It’s irrigation season and, as usual, the Middle Deschutes is getting killed. Below are graphs showing flows in the Deschutes just below the Central Oregon Irrigation District and North Unit Irrigation District diversions at the North Canal Dam just upstream from the Mt. Washington bridge in Bend. As you can see, over the past two weeks fluctuations in the river have been abrupt and dramatic. This strands fish and other aquatic life and stirs up sediment that chokes spawning beds. (CORRECTION: in the section below on gas bubble disease, I missed a zero. Gas bubble disease is a real problem around 3,000 cfs, not 300 cfs as originally stated and now corrected. Sorry about that. Flows this morning out of Bowman Dam are are 2,020 cfs with inflows at 4,500 cfs.)


As you can see in this next graph, the dramatic changes in flows occur all the way to Lake Billy Chinook.

The picture is even worse on the Crooked River, although for a different reason. Designed for flood control and to supply water to Ochoco Irrigation District, the Prineville Reservoir must release water in the spring when very high flows are coming in. This release is happening now, as you can see in the graph below.

The release of 350 cfs from April 18th through the 20th was a temporary “pulse” flow, intended to encourage salmon and steelhead smolts to head downstream and out to the ocean. The river then went down to a level requested by OID for delivery to their patrons. Over the past two days, however, flows ramped up dramatically to the current level of 1,620 cfs! This is due to high temperatures that are forecasted for the next few days. Flows into Prineville Reservoir are currently very high as you can see below.

The Ochoco Mountains have very different geology than the eastern Cascades. The eastern Cascades have young, porous lava and snowmelt seeps down into the rock and eventually into the aquifer before reemerging as springs. The Ochocos are much older, are far less permeable, and are subject to “flashy” runoff. In high temperatures the snowpack will melt quickly, be expressed as surface runoff, and may overfill the reservoir. Accordingly, water must be released now to guard against the potential for requiring excessive, flood stage flows.
A full reservoir is a good thing, but flows in the Crooked River reaching 3,000 cfs have caused gas bubble disease in the past with significant negative impact on fish including mortality. High flows have the potential to be bad for a fish population that was already decimated by flows over only 10 cfs last fall. Ideally, snow in the Ochocos would slowly melt over many months, constantly refilling the reservoir through the spring and summer as irrigation withdrawals occur. A full reservoir now but without replenishment may still result in low flows later in the year.

============

Tasks:
• A. In the river flow article, what Crooked River flow level has caused gas bubble disease in the past?
• B. Extract the passage of the river flow article from "It’s irrigation season" up to and including "at 4,500 cfs.)".
• C. List every irrigation district named in the river flow article.

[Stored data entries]
============

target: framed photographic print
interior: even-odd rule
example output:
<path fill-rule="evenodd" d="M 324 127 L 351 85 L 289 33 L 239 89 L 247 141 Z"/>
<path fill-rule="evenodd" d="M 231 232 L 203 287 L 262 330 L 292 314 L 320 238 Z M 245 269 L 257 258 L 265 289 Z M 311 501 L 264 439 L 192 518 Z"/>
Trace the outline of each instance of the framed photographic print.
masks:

============

Results by task:
• A. 3,000 cfs

• B.
It’s irrigation season and, as usual, the Middle Deschutes is getting killed. Below are graphs showing flows in the Deschutes just below the Central Oregon Irrigation District and North Unit Irrigation District diversions at the North Canal Dam just upstream from the Mt. Washington bridge in Bend. As you can see, over the past two weeks fluctuations in the river have been abrupt and dramatic. This strands fish and other aquatic life and stirs up sediment that chokes spawning beds. (CORRECTION: in the section below on gas bubble disease, I missed a zero. Gas bubble disease is a real problem around 3,000 cfs, not 300 cfs as originally stated and now corrected. Sorry about that. Flows this morning out of Bowman Dam are are 2,020 cfs with inflows at 4,500 cfs.)

• C. Central Oregon Irrigation District, North Unit Irrigation District, Ochoco Irrigation District